### Aim of the exercise
Report how many lines in the rows below contain the string "racing", giving only the number.

### Data records
** Begin **
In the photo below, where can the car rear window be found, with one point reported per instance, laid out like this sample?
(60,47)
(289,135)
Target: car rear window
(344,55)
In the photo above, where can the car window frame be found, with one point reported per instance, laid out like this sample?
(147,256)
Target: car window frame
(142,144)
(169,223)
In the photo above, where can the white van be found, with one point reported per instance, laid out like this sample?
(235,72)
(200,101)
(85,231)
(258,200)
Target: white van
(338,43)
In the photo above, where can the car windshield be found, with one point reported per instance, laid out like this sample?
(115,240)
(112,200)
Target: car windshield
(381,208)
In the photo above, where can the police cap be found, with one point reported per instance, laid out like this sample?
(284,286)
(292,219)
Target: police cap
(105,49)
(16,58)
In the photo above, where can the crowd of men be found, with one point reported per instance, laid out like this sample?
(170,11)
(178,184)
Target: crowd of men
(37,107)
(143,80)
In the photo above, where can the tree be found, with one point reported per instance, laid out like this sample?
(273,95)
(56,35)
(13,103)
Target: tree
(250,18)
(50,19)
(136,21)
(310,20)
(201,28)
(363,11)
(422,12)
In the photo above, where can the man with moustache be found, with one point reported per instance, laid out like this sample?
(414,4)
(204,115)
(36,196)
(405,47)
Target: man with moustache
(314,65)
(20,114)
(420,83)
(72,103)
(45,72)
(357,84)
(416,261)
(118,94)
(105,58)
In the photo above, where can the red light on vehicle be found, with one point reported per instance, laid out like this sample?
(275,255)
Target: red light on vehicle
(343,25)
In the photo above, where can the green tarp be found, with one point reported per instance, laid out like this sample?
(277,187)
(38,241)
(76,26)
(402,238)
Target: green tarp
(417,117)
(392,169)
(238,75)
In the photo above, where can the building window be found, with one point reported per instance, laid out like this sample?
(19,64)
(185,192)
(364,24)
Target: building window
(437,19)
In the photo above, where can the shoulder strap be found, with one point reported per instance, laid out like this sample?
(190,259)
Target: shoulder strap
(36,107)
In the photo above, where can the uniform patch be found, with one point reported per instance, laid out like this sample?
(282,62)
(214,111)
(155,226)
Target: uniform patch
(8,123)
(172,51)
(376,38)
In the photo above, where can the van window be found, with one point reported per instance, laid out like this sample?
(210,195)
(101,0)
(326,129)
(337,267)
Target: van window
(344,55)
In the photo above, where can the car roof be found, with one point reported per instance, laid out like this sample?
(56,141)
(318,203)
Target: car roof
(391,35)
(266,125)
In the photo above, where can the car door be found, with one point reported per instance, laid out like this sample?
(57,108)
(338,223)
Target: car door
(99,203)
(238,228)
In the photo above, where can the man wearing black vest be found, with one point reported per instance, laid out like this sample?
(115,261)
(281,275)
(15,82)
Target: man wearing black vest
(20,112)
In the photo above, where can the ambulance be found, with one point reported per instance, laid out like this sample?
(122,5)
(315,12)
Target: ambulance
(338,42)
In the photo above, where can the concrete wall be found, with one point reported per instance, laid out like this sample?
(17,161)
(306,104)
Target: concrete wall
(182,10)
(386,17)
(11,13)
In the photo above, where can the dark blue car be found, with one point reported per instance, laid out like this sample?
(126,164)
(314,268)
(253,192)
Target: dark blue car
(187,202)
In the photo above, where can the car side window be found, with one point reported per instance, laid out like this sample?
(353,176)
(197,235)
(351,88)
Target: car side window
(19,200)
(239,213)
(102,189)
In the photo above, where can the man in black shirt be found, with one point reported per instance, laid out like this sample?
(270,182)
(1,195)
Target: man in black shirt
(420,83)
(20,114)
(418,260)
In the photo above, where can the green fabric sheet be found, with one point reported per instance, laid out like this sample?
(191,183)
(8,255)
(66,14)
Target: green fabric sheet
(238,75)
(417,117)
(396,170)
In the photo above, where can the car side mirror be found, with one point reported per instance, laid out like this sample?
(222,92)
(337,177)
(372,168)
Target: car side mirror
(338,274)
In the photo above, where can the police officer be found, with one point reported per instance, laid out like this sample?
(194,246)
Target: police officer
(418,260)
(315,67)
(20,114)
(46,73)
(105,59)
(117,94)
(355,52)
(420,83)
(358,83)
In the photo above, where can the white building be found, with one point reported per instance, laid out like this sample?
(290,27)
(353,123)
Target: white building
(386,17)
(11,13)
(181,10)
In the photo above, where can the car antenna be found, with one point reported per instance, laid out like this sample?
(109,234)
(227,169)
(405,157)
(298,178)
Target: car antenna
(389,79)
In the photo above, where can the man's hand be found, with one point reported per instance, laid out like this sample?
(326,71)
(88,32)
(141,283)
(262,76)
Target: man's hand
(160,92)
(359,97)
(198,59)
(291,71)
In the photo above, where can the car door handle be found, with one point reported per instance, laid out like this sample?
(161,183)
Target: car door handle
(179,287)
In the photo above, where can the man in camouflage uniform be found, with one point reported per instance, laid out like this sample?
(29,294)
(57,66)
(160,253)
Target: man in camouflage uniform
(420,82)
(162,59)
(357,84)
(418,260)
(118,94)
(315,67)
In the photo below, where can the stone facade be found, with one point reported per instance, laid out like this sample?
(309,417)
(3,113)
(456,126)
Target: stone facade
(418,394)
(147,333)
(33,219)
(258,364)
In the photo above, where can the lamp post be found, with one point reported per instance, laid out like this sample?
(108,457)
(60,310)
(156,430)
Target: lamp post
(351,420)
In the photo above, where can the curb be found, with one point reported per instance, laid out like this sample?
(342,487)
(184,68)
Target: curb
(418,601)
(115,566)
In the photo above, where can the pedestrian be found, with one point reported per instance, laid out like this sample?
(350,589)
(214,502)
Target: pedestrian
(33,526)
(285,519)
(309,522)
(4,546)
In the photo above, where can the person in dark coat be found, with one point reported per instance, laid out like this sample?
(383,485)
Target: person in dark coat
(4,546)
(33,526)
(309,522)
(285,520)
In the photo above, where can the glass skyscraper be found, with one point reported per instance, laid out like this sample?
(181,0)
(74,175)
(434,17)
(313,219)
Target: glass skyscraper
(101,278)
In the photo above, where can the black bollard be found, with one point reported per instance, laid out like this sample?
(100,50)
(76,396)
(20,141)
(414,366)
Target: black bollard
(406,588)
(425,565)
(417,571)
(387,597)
** End **
** Begin **
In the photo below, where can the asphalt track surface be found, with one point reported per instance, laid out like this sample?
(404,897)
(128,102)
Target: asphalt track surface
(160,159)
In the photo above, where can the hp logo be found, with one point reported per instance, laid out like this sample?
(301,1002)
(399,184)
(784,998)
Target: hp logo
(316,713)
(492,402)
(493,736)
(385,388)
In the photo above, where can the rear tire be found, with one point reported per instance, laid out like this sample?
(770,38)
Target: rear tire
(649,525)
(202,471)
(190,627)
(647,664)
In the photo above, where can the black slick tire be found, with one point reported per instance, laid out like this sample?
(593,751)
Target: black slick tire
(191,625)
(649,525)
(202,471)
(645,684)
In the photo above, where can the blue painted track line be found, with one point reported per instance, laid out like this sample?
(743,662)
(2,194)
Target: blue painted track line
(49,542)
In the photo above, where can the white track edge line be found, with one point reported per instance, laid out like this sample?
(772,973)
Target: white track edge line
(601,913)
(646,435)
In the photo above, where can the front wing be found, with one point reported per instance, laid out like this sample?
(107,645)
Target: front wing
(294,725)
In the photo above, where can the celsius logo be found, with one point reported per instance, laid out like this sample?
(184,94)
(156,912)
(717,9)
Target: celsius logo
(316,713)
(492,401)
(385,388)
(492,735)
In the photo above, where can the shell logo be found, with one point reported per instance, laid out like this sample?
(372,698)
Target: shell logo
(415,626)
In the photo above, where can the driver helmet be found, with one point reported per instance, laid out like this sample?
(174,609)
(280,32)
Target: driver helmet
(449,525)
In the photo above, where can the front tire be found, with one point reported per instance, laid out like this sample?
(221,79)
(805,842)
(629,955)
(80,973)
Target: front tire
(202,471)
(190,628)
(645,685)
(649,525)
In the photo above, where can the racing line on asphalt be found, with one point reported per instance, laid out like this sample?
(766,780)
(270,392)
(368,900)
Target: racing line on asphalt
** End **
### Completed exercise
2